What needs to be done: Give back the data in full. Leave nothing out.

[Material supplied]

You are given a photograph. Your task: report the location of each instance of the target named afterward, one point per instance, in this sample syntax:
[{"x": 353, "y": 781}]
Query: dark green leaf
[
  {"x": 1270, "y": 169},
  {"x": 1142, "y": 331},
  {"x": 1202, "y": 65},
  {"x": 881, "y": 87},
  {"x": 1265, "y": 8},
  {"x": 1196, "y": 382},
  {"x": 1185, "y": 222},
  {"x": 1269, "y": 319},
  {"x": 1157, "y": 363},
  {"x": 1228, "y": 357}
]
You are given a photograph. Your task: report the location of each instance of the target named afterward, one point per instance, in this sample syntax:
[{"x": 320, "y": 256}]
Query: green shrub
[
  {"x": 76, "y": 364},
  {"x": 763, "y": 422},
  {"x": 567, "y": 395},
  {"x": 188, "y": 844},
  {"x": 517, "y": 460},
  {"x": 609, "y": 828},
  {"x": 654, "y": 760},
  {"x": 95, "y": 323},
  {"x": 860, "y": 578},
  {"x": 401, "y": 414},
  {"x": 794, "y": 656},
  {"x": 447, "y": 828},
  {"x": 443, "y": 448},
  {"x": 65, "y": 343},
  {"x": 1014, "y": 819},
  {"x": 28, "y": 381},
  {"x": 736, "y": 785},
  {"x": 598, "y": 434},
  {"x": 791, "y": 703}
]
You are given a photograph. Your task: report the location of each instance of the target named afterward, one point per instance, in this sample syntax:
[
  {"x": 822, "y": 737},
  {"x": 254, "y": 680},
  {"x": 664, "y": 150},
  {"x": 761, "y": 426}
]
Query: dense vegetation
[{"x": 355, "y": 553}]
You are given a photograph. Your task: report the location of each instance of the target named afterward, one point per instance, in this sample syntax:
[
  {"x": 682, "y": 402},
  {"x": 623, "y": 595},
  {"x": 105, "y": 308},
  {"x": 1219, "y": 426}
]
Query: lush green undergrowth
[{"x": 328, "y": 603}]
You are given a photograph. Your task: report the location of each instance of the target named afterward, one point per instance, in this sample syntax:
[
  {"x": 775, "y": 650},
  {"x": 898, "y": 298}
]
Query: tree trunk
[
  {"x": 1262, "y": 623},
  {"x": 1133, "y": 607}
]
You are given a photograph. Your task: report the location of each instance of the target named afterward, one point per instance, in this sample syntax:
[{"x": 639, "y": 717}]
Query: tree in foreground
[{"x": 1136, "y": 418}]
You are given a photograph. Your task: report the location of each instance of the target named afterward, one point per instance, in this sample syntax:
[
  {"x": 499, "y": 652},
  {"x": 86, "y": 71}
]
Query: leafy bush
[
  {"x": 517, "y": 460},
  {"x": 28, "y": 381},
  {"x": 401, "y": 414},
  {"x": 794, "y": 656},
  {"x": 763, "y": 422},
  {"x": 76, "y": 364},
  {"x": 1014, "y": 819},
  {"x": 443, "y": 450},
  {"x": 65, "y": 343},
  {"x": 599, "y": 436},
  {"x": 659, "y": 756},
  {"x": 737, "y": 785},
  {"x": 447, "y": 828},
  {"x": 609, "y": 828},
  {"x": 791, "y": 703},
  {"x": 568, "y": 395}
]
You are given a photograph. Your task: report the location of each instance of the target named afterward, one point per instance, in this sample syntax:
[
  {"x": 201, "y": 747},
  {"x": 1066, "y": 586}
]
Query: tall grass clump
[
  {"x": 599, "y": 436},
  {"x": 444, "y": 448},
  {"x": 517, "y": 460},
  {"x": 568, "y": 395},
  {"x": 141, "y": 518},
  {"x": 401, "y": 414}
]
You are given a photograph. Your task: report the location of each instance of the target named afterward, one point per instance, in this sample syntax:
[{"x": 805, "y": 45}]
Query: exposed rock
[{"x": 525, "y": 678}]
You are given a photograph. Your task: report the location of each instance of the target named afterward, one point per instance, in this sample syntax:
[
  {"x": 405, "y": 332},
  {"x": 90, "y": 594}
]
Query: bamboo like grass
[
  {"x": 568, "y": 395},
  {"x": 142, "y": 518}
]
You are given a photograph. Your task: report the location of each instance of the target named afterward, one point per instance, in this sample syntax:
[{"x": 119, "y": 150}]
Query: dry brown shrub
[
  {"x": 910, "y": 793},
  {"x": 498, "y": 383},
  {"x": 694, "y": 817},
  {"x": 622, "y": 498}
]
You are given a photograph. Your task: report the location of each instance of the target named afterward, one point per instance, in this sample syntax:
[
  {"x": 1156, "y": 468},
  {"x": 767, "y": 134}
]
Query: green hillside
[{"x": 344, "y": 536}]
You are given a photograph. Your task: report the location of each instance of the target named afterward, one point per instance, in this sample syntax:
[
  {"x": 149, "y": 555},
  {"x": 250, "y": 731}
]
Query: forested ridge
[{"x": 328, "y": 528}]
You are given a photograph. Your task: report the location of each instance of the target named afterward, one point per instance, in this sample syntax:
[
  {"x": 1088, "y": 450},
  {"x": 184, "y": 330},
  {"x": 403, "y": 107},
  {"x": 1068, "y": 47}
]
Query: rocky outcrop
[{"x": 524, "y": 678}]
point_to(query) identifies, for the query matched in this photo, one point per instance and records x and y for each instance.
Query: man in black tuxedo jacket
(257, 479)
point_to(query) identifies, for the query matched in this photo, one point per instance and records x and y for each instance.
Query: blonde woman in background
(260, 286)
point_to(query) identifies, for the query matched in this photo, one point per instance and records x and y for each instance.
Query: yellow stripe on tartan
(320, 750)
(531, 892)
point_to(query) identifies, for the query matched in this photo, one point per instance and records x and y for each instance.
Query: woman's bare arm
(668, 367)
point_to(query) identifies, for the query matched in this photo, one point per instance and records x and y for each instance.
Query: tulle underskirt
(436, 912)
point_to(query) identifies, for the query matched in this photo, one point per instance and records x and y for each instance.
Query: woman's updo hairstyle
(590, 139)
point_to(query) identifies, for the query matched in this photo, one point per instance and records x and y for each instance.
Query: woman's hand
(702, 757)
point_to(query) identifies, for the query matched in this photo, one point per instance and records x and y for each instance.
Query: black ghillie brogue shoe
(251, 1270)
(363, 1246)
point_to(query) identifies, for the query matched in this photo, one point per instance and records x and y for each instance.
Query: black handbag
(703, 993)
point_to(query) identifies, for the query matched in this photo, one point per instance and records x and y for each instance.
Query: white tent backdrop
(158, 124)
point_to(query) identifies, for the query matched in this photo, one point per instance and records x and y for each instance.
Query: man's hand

[/Material supplied]

Reply:
You are given a photograph. Your task: report the location of each instance of the target named afterward, one point per instance, in this sample syntax:
[{"x": 353, "y": 781}]
Query: dark green leaf
[
  {"x": 1270, "y": 169},
  {"x": 1142, "y": 331},
  {"x": 1202, "y": 65},
  {"x": 881, "y": 87},
  {"x": 1265, "y": 8},
  {"x": 1196, "y": 382},
  {"x": 1185, "y": 222},
  {"x": 1269, "y": 319},
  {"x": 1157, "y": 363},
  {"x": 1228, "y": 357}
]
You are given a photograph. Your task: report the location of each instance of the target named afterward, one point per instance, in this sample syntax:
[{"x": 320, "y": 256}]
Query: green shrub
[
  {"x": 76, "y": 364},
  {"x": 763, "y": 422},
  {"x": 567, "y": 395},
  {"x": 188, "y": 844},
  {"x": 517, "y": 460},
  {"x": 609, "y": 828},
  {"x": 654, "y": 760},
  {"x": 95, "y": 323},
  {"x": 860, "y": 578},
  {"x": 401, "y": 414},
  {"x": 794, "y": 656},
  {"x": 447, "y": 828},
  {"x": 443, "y": 448},
  {"x": 65, "y": 343},
  {"x": 1014, "y": 819},
  {"x": 28, "y": 381},
  {"x": 736, "y": 785},
  {"x": 598, "y": 434},
  {"x": 791, "y": 703}
]
You are given a photograph. Your task: report the location of each instance of the target named afterward, one point per instance, in this sample syntax:
[
  {"x": 822, "y": 737},
  {"x": 254, "y": 680},
  {"x": 664, "y": 150},
  {"x": 761, "y": 426}
]
Query: dense vegetation
[{"x": 355, "y": 553}]
You are given a photograph. Your task: report the location of each instance of the target named afterward, one point per instance, in this sample syntax:
[
  {"x": 682, "y": 402},
  {"x": 623, "y": 595},
  {"x": 105, "y": 308},
  {"x": 1219, "y": 426}
]
Query: lush green undergrowth
[{"x": 328, "y": 603}]
You are given a photograph. Your task: report the location of each instance of the target named afterward, one point per instance, in this sample syntax:
[
  {"x": 775, "y": 650},
  {"x": 898, "y": 298}
]
Query: tree trunk
[
  {"x": 1262, "y": 623},
  {"x": 1133, "y": 607}
]
You are given a photograph. Your task: report the location of each instance of the target named afterward, one point per instance, in this sample syntax:
[{"x": 639, "y": 717}]
Query: tree in foreground
[{"x": 1136, "y": 418}]
You are given a photograph. Your task: report the location of each instance of the target named afterward, one point per instance, in this sample syntax:
[
  {"x": 499, "y": 652},
  {"x": 86, "y": 71}
]
Query: leafy bush
[
  {"x": 517, "y": 460},
  {"x": 28, "y": 381},
  {"x": 401, "y": 414},
  {"x": 794, "y": 656},
  {"x": 763, "y": 422},
  {"x": 76, "y": 364},
  {"x": 1014, "y": 819},
  {"x": 443, "y": 450},
  {"x": 65, "y": 343},
  {"x": 599, "y": 436},
  {"x": 659, "y": 756},
  {"x": 737, "y": 785},
  {"x": 447, "y": 828},
  {"x": 609, "y": 828},
  {"x": 791, "y": 703},
  {"x": 568, "y": 395}
]
You are given a photograph. Your task: report the location of each instance of the target named afterward, one point per instance, in this sample syntax:
[
  {"x": 201, "y": 747},
  {"x": 1066, "y": 586}
]
Query: tall grass clump
[
  {"x": 599, "y": 436},
  {"x": 444, "y": 448},
  {"x": 517, "y": 460},
  {"x": 568, "y": 395},
  {"x": 141, "y": 518},
  {"x": 401, "y": 414}
]
You are given a photograph. Your task: report the location of each instance of the target named afterward, one point per instance, in this sample syntax:
[{"x": 805, "y": 45}]
Query: exposed rock
[{"x": 525, "y": 678}]
You are given a photograph. Your task: report the location of each instance of the target named afterward, one point per instance, in this sample syntax:
[
  {"x": 405, "y": 332},
  {"x": 90, "y": 594}
]
Query: bamboo like grass
[
  {"x": 568, "y": 395},
  {"x": 142, "y": 518}
]
You are given a photograph. Your task: report the location of each instance of the target named afterward, one point per instance, in this sample syntax:
[{"x": 119, "y": 150}]
Query: dry brown shrub
[
  {"x": 910, "y": 793},
  {"x": 498, "y": 383},
  {"x": 694, "y": 817},
  {"x": 622, "y": 498}
]
You are given a photograph. Your task: report the location of each instance of the target named afterward, one point per instance, in this sample syntax:
[
  {"x": 1156, "y": 468},
  {"x": 767, "y": 134}
]
Query: green hillside
[{"x": 344, "y": 536}]
You are given a photograph. Your task: report the location of each instance of the target named afterward, one point per instance, in this sample syntax:
[
  {"x": 149, "y": 555},
  {"x": 250, "y": 731}
]
Query: forested ridge
[{"x": 328, "y": 528}]
You are given a photograph. Your task: report the location of each instance of the target named afterward, one point per instance, in this sample syntax:
[
  {"x": 1088, "y": 450},
  {"x": 184, "y": 330},
  {"x": 403, "y": 107},
  {"x": 1068, "y": 47}
]
Query: rocky outcrop
[{"x": 524, "y": 678}]
point_to(query) identifies, for the query matched in this photo, one point per instance and records x and y for each instance.
Query: man in black tuxedo jacket
(257, 479)
point_to(query) identifies, for the query matched in this photo, one point per instance and records x and y for each instance.
Query: blonde woman in background
(260, 286)
point_to(query) identifies, for the query matched in this photo, one point per instance and records x and y for each instance.
Query: yellow stripe on tartan
(320, 750)
(531, 892)
point_to(query) identifies, for the query matched in this photo, one point per instance and records x and y for each instance.
Query: woman's bare arm
(668, 367)
point_to(query) identifies, for the query matched in this photo, one point per instance and records x and y for each instance.
Query: tulle underskirt
(436, 912)
point_to(query) identifies, for the query matched in this photo, one point per instance and records x and y for each instance.
Query: woman's updo hairstyle
(590, 139)
point_to(query) identifies, for the query matched in this photo, one point per instance and records x and y for each instance.
Query: woman's hand
(702, 757)
point_to(query) identifies, for the query matched in this photo, one point per instance and records x and y for each instance.
Query: black ghillie brogue shoe
(251, 1270)
(363, 1246)
point_to(query) identifies, for the query matched in this photo, one point per instance and records x and y for each instance.
Query: black handbag
(703, 993)
point_to(query) identifies, for the query matched in this photo, one point per instance and records x and y for each instance.
Query: white tent backdrop
(158, 124)
point_to(query) identifies, for the query matched in this photo, one point per instance and records x and y for each instance.
Query: man's hand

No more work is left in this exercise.